What is asked:
- 1) According to the thread about the Roamio Plus HD output setting, how many fields per second does 1080i have?
- 2) Carry on the Roamio Plus HD output thread from its final sentence onward.

# HD output setting on new Roamio Plus



## drugrep (Mar 16, 2002)

Need a quick lesson from you Pros. I have a 1080p TV. Up until my Roamio, I've been using a standard def box from Comcast with a Series 2 TiVo. Never jumped to an HD box because I didn't want to have to use IR blaster with my Series 2 and HD box. My standard def box had a serial port or whatever it was called and changed channels perfectly. I once looked at an HD box and it didn't have that port so I kept my standard def box.

On to my question. My Roamio Plus auto select wants to set my output at 1080i. I know for sure my TV is a 1080p. Should I force it or does my Roamio know best?

Again, I'm new to Hi-Def settings other than my Blu-Ray player.

Thanks in advance and loving my Roamio so far.


----------



## TC25D (Aug 21, 2013)

I walked through the video test and set it that way, not the auto select option.


----------



## A J Ricaud (Jun 25, 2002)

drugrep said:


> On to my question. My Roamio Plus auto select wants to set my output at 1080i. I know for sure my TV is a 1080p. Should I force it or does my Roamio know best?


You may want to try it both ways and see what works best, i.e. let Roamio output 1080i to your TV, then, set the output to 1080p and compare.

The reason I say this is that most newer TVs do a very good job of upscaling from "i" to "p".


----------



## elwaylite (Apr 23, 2006)

I prefer native, because I personally trust my display processing, but that always varies. Id either set it to 1080p, or ALL (what I use).


----------



## Rkkeller (May 13, 2004)

I use all too. The images seems to be a little better than if I select 1080p/1080p 24, but occasionally I will get a few second stutter while my HDTV adjusts.


----------



## HarperVision (May 14, 2007)

A J Ricaud said:


> You may want to try it both ways and see what works best, i.e. let Roamio output 1080i to your TV, then, set the output to 1080p and compare.
> 
> The reason I say this is that most newer TVs do a very good job of upscaling from "i" to "p".


Just to clarify, you are not "scaling" anything here. You are just de-interlacing. They have the EXACT SAME amount of picture info and pixels in both. This is just a frame rate issue whereas 1080i has 60 "fields" per second (30 full frames) and native 1080p has 60 "frames" per second. There is no current broadcast channel that broadcasts 1080p, they are all 1080i or 720p for HD. So it's just a matter of which unit, the TiVo or the display, will have the best De-interlacing algorithm. This used to be a pretty big issue to tackle and caused numerous problems in the image, but alas, no more. It used to cost thousands of $$$ to buy a good "line doubler" ( a misnomer btw) from the likes of Faroudja, Snell & Wilcox, Extron, etc.

Point placement records:

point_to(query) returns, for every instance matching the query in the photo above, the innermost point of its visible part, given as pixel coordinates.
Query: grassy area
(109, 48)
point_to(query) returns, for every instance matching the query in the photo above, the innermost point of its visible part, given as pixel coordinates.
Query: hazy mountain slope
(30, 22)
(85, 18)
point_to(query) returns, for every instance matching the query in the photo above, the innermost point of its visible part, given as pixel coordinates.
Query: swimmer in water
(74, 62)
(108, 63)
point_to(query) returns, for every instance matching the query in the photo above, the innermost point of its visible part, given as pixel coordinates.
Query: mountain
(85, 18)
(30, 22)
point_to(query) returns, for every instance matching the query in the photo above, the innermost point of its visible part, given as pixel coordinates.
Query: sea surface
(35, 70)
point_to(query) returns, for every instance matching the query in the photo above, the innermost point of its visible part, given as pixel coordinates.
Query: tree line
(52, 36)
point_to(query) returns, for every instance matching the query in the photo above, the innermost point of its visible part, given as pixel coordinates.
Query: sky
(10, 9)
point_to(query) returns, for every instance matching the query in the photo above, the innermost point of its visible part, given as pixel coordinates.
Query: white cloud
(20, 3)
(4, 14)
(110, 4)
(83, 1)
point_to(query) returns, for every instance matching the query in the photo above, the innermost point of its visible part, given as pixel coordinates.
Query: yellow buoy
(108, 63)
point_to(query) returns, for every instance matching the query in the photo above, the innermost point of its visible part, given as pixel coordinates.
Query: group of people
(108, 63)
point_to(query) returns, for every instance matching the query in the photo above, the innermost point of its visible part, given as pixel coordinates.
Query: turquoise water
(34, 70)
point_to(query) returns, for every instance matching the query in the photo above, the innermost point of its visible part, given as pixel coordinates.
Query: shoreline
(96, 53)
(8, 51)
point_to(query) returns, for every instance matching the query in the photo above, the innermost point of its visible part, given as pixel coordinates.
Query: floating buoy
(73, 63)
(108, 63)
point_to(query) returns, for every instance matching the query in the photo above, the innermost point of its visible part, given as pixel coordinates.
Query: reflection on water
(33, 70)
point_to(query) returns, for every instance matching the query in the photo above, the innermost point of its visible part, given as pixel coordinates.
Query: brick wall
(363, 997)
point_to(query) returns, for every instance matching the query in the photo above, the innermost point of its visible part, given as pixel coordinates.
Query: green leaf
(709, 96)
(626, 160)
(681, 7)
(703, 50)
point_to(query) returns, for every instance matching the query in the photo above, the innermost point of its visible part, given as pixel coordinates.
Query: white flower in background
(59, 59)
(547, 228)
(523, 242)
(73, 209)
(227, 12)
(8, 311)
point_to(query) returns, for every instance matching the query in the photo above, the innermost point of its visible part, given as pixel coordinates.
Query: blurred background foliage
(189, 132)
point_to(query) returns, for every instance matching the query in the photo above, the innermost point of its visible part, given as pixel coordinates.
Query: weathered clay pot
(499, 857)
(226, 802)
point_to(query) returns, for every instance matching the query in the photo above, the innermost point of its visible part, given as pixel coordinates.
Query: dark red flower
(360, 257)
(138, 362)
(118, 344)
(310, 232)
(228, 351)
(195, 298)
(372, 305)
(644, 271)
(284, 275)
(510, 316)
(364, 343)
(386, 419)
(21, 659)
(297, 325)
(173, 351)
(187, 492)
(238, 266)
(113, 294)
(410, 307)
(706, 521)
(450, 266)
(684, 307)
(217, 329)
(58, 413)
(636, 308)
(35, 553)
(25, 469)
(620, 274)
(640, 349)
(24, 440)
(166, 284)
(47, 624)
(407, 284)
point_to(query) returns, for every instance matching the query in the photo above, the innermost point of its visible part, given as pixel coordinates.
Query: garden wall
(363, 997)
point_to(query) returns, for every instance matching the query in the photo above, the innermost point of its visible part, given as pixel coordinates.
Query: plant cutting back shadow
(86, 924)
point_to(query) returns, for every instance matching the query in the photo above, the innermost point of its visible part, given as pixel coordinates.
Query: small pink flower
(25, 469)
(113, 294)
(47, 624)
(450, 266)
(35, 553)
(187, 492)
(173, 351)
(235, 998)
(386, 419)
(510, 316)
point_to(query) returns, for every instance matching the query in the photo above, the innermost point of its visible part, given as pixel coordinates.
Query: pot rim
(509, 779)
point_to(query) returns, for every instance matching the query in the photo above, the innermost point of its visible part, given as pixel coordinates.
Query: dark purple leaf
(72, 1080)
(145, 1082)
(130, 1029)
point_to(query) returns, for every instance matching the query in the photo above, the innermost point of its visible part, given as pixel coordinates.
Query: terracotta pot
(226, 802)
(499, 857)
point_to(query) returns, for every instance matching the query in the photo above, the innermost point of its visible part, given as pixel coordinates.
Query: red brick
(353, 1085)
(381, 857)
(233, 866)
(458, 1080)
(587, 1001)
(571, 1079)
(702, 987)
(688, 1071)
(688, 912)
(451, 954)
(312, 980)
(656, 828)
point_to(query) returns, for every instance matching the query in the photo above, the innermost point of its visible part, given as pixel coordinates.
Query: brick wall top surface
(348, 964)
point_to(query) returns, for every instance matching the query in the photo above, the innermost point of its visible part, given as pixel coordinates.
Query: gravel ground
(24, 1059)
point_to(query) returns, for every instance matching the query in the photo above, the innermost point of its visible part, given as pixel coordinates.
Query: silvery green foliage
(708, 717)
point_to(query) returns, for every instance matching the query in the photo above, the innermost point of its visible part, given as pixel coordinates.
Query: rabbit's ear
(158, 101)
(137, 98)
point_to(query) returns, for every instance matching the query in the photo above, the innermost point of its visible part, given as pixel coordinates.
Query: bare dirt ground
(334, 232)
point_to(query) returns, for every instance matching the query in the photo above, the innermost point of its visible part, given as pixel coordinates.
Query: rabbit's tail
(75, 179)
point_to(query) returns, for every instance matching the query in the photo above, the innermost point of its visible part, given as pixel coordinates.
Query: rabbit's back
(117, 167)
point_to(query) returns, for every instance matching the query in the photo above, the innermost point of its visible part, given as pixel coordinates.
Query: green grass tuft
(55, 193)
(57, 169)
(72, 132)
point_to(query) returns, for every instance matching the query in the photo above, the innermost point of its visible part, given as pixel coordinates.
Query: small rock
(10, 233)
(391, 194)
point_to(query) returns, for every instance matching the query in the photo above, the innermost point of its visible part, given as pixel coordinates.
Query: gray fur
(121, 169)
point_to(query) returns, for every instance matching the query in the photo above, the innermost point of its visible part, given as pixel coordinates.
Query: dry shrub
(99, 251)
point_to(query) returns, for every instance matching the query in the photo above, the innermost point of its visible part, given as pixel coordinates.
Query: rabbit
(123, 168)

---

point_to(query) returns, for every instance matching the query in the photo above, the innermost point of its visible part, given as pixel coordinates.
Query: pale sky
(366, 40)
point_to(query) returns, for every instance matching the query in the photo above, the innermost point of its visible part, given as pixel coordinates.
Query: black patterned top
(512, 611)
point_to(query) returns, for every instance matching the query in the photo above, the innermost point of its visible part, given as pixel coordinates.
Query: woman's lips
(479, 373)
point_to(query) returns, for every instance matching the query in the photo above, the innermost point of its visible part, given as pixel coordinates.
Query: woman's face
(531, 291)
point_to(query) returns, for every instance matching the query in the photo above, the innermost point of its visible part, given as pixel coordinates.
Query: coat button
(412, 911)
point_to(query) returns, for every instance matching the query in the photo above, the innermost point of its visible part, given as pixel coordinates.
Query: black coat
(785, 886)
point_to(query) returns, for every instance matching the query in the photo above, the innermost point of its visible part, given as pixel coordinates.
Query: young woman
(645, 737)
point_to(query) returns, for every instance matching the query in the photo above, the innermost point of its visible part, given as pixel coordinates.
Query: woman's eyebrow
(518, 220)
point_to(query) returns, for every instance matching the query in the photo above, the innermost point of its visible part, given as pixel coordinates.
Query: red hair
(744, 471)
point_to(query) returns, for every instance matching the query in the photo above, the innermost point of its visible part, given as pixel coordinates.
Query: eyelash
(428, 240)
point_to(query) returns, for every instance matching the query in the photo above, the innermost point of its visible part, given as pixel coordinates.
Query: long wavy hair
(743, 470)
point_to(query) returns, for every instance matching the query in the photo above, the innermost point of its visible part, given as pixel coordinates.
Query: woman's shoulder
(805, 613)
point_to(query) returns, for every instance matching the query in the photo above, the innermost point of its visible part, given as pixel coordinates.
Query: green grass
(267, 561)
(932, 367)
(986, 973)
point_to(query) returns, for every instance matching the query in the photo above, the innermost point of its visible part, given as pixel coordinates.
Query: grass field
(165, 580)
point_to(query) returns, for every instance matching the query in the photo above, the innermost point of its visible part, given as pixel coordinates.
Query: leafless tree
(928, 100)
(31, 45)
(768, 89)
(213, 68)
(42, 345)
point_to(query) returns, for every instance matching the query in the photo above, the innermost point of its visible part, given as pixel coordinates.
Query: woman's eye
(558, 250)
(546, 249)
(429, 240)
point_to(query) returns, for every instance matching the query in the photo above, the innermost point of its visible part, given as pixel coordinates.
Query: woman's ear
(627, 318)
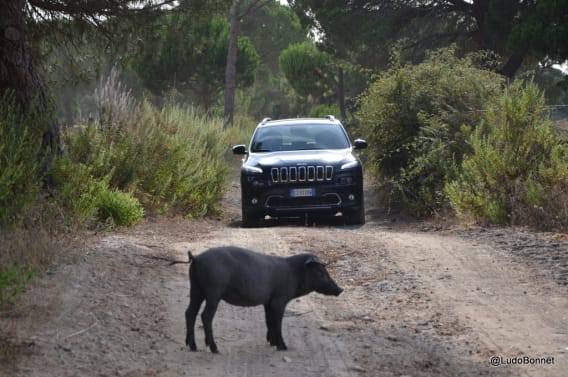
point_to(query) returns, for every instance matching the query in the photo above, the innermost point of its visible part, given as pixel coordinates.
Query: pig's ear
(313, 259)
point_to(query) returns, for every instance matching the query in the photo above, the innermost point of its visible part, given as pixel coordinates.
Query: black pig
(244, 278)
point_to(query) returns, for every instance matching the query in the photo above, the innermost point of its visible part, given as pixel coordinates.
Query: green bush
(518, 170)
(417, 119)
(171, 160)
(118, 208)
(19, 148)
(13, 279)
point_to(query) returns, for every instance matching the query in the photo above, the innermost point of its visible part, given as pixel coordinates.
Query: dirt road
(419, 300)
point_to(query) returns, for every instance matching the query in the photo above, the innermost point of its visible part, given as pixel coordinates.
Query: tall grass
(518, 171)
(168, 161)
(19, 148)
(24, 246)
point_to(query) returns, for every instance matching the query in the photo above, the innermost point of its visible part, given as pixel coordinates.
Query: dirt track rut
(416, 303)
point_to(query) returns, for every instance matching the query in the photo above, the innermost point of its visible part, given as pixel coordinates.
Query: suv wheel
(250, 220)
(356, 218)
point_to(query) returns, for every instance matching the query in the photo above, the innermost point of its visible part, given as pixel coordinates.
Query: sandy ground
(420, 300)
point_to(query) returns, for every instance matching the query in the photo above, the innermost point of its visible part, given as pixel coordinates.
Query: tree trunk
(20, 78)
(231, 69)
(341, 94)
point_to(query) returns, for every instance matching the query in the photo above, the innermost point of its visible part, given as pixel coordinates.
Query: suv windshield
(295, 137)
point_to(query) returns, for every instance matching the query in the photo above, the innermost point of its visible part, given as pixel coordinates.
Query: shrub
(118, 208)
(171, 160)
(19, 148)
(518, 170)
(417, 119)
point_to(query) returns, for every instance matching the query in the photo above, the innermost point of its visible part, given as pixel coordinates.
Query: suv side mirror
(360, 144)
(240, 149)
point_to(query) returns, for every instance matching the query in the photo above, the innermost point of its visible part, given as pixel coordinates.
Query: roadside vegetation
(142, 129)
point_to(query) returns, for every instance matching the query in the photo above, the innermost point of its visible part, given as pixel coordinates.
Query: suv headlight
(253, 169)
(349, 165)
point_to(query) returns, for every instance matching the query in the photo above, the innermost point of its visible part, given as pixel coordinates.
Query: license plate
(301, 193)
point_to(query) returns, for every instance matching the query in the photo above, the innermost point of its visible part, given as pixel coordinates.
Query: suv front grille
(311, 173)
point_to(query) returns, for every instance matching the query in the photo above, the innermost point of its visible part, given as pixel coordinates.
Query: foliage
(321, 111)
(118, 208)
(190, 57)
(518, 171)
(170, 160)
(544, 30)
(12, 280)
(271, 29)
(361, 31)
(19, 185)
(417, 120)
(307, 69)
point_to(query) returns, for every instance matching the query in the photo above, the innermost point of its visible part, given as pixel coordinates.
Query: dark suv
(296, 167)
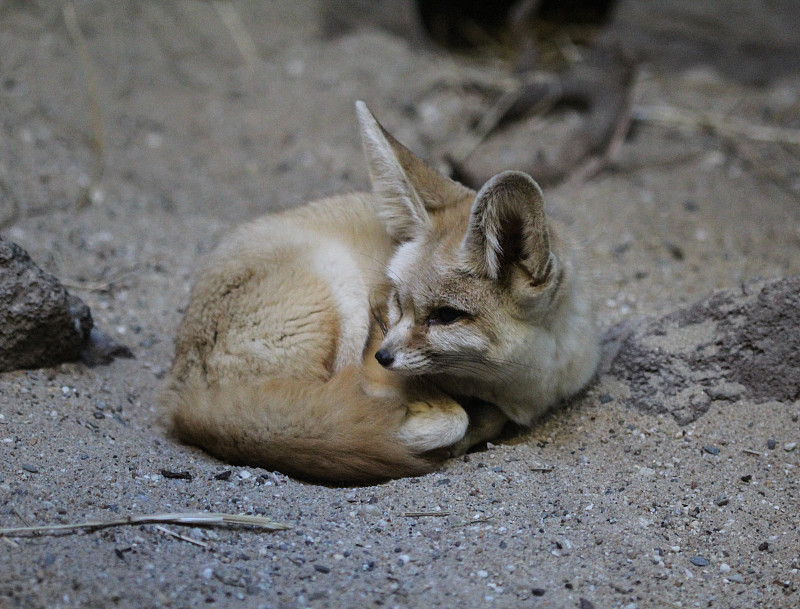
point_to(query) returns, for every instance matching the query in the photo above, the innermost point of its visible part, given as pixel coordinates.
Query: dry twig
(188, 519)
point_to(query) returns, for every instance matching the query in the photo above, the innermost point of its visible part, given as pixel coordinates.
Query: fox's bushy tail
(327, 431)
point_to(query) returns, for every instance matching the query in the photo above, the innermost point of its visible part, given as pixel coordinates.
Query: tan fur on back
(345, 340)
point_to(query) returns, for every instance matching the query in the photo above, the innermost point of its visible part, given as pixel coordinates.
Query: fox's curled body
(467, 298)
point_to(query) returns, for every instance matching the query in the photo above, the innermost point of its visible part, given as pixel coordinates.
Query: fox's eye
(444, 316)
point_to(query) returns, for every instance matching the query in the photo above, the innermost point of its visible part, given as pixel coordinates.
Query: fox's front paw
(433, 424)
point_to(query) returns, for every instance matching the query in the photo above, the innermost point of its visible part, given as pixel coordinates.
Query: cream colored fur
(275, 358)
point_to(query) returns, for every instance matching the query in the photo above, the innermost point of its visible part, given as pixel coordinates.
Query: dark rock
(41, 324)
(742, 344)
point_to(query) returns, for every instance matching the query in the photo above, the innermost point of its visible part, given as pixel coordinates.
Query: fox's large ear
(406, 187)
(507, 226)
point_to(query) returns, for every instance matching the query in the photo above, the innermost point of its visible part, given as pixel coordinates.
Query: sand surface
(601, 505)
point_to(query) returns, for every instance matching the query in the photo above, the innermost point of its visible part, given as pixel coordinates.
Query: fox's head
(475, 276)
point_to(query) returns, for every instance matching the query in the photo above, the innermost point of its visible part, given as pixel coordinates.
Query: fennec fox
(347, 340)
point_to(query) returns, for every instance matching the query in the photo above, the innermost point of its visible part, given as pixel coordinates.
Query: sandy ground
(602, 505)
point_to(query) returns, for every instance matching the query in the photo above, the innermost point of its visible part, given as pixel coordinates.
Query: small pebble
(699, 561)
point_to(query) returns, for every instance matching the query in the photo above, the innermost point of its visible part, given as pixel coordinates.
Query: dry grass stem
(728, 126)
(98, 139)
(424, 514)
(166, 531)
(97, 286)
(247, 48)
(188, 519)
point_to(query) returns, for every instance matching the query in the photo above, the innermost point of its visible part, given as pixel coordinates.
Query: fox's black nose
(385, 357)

Written answers:
- 1) 60 fields per second (30 full frames).

- 2)
Also, I don't think the 1080p24 (optimized for 24 frame movies) setting is for anything other than apps like Netflix for displaying movies, not regular tv channel viewing.


----------



## aaronwt (Jan 31, 2002)

Amazon still has 1080p24 downloads. Moast of the Tv show content I watch from Amazon is in 1080P24. But I have been leaving my Roamio set for only 1080P60 output to avoid the 1 to 2 second blanking when changing framerates/resolutions.


----------



## HarperVision (May 14, 2007)

That's only for shows that are sourced in 1080p24, either film or video that simulates the look of film, usually drama type shows like CSI, Hawaii Five-O, etc. Regular 1080i/p type tv shows use 60 fields/frames. They can use inverse telecine to recover the original 24 frames if they're there.


----------



## apw2607 (Nov 17, 2012)

Rkkeller said:


> I use all too. The images seems to be a little better than if I select 1080p/1080p 24, but occasionally I will get a few second stutter while my HDTV adjusts.


With the premier I would agree with you but the Roamio it is much much better. Can no longer see the difference between displays own processing and roamio so now leave it at 1080p/[email protected]


----------



## k2ue (May 9, 2002)

apw2607 said:


> With the premier I would agree with you but the Roamio it is much much better. Can no longer see the difference between displays own processing and roamio so now leave it at 1080p/[email protected]


Yes, 720p channels output at 1080p on the Roamio are much better than on the Premiere output at 1080i. It is so close to what the iScan Duo scaler would do that the extra delay to change output resolutions is just not worth it.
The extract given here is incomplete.